Copy the stored data below, from its start up to and including the line that contains "Provide the mask of every instance of the white". Omit the picture.

Stored data
-- START --

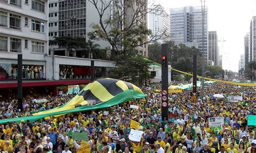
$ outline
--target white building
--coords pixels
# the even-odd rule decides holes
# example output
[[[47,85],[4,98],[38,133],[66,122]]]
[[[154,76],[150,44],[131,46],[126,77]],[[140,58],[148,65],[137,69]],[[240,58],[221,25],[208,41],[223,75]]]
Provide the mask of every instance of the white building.
[[[202,37],[201,6],[186,6],[171,9],[171,40],[178,43],[197,42],[199,51],[204,48],[205,60],[208,60],[208,9],[205,9],[204,38]],[[204,47],[203,41],[204,40]]]
[[[249,62],[256,60],[256,16],[252,17],[250,26]]]
[[[26,72],[23,77],[28,76],[26,70],[35,74],[36,69],[42,73],[40,78],[45,78],[47,0],[0,1],[0,80],[16,79],[17,54],[20,53],[23,54],[24,72]]]
[[[154,5],[152,11],[149,14],[148,27],[152,30],[154,35],[159,35],[165,32],[166,36],[170,36],[170,15],[164,10],[160,5]],[[150,38],[149,38],[150,39]],[[170,38],[158,40],[157,42],[160,44],[165,41],[170,40]]]
[[[239,60],[239,67],[238,70],[240,70],[242,69],[245,69],[245,55],[241,54],[240,55],[240,60]]]

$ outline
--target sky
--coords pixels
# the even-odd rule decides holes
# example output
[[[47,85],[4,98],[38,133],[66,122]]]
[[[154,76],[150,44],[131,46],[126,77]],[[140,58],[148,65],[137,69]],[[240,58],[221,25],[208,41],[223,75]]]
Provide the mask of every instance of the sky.
[[[200,0],[155,0],[165,9],[201,6]],[[244,36],[256,16],[256,0],[205,0],[208,8],[208,31],[216,31],[219,40],[226,40],[219,53],[224,55],[223,68],[238,72],[240,55],[244,54]]]

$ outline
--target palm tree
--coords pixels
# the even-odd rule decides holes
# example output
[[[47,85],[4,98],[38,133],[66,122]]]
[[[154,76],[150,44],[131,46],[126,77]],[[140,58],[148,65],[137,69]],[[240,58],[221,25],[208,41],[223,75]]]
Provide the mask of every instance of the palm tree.
[[[100,46],[98,44],[94,44],[94,41],[91,40],[89,40],[86,44],[87,45],[86,48],[89,52],[89,58],[97,59],[96,51],[99,50],[99,48]]]

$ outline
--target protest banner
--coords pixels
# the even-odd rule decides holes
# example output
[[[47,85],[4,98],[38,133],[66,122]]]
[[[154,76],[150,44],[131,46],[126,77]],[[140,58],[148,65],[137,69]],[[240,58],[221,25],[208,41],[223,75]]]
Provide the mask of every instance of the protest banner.
[[[208,119],[209,127],[222,127],[224,125],[223,117],[210,117]]]
[[[256,126],[256,115],[248,116],[248,126]]]
[[[86,133],[72,133],[71,134],[75,140],[87,140],[88,135]]]
[[[242,97],[240,96],[228,95],[227,100],[230,102],[238,102],[239,100],[242,101]]]
[[[77,153],[91,153],[90,143],[87,141],[82,141],[80,147],[77,148]]]
[[[144,133],[143,131],[139,131],[131,129],[129,138],[130,140],[135,142],[140,142],[142,137],[142,135]]]
[[[182,93],[182,89],[171,89],[171,90],[169,90],[169,93]]]
[[[139,122],[135,121],[134,120],[131,120],[130,128],[131,129],[136,129],[138,130],[140,127],[140,124]]]
[[[131,105],[130,106],[130,108],[134,108],[134,109],[139,109],[139,106],[136,106],[136,105]]]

-- END --

Expected output
$ outline
--target white building
--coords pixels
# the even-odd rule decides holes
# example output
[[[47,85],[4,98],[38,133],[66,122]]]
[[[154,76],[150,44],[131,46],[126,77]],[[140,58],[148,65],[137,69]],[[240,58],[221,25],[208,41],[223,75]]]
Provide the mask of every instance of the white building.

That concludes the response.